*** Extracted entries ***
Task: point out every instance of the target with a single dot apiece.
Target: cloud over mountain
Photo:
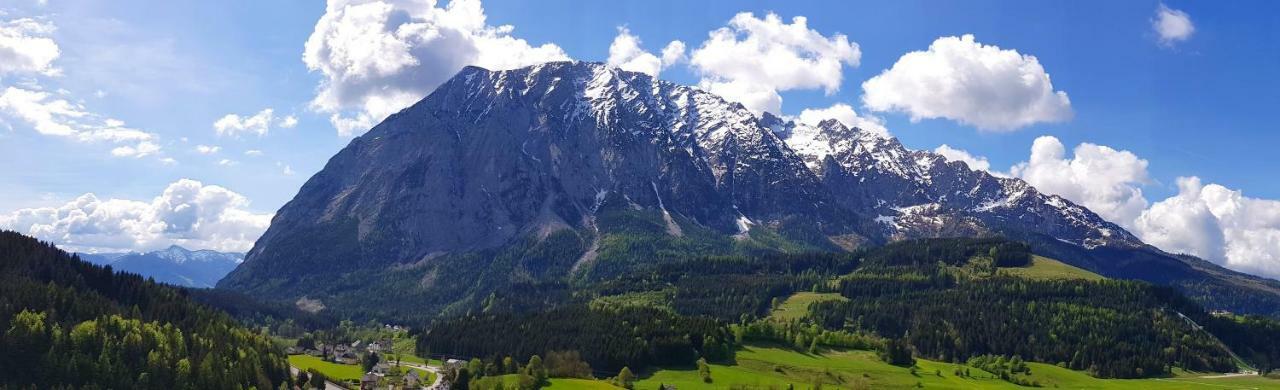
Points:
(752, 59)
(187, 212)
(961, 79)
(379, 56)
(1171, 26)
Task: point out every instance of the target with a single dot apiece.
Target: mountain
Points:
(69, 324)
(567, 173)
(174, 265)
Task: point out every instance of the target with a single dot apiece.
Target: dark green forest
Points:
(71, 324)
(937, 298)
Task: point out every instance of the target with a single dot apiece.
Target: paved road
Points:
(439, 377)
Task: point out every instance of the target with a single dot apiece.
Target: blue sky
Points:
(1191, 106)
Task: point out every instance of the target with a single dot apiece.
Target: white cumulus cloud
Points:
(1097, 177)
(1173, 26)
(26, 47)
(51, 115)
(1217, 224)
(845, 114)
(961, 79)
(378, 56)
(288, 122)
(673, 54)
(234, 125)
(752, 59)
(626, 54)
(208, 148)
(187, 212)
(1207, 220)
(976, 163)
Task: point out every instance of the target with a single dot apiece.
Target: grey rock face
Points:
(492, 156)
(919, 193)
(496, 156)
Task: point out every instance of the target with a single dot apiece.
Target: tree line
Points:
(71, 324)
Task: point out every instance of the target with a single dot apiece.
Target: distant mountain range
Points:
(579, 170)
(174, 265)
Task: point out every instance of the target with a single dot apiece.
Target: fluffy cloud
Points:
(1101, 178)
(961, 79)
(1173, 26)
(26, 47)
(233, 124)
(1219, 224)
(626, 54)
(752, 59)
(140, 150)
(845, 114)
(1207, 220)
(187, 212)
(53, 115)
(976, 163)
(378, 56)
(288, 122)
(673, 54)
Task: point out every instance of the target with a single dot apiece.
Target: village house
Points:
(369, 381)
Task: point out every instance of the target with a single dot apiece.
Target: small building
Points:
(347, 358)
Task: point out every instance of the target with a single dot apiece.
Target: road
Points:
(438, 384)
(439, 376)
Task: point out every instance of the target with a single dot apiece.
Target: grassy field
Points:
(764, 367)
(566, 384)
(798, 304)
(1045, 267)
(334, 371)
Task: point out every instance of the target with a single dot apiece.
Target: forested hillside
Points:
(938, 299)
(71, 324)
*** End of Extracted entries ***
**Work required**
Some lines in the records above contain "cloud". Count them and give the number only.

**Task solution**
3